• GOAL OF THE EXERCISE:
How many of the lines below contain the string "smoke"? Case counts. Reply with the number alone.

## start PROVIDED MATERIAL

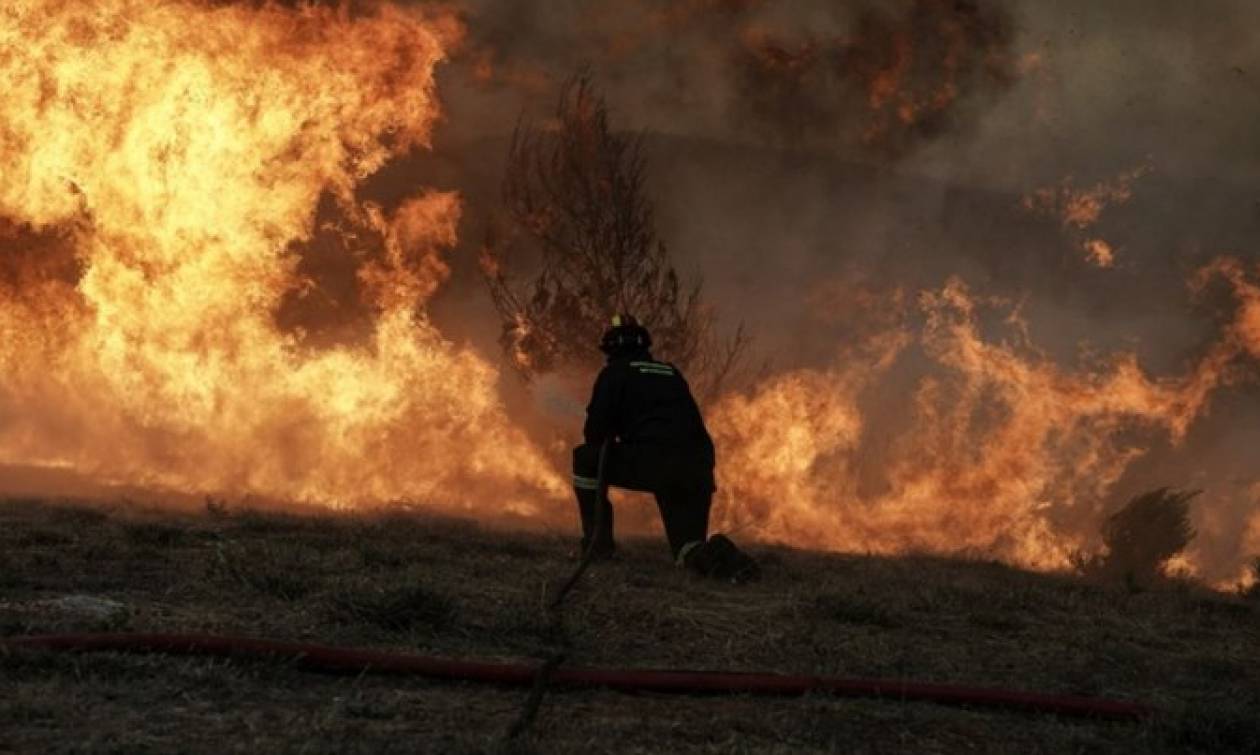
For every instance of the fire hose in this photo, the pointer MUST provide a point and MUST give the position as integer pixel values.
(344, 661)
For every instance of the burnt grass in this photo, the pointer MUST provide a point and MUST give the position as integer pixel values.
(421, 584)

## end PROVIDED MATERIAL
## start PROVIDED MATERIAL

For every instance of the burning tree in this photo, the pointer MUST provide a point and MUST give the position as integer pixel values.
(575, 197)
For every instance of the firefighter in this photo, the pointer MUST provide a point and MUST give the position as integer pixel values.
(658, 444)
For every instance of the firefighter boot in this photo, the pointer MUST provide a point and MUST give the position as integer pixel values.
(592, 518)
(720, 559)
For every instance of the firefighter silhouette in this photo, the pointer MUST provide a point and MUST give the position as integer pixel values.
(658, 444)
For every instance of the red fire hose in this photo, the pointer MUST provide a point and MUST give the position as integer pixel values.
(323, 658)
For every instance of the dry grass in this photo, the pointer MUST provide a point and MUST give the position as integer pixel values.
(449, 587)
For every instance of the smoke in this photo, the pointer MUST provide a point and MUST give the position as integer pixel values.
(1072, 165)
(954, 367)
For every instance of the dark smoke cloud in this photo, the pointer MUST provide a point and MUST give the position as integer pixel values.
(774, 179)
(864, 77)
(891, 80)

## end PROVIDED MATERIAL

• RESPONSE TO THIS EXERCISE:
2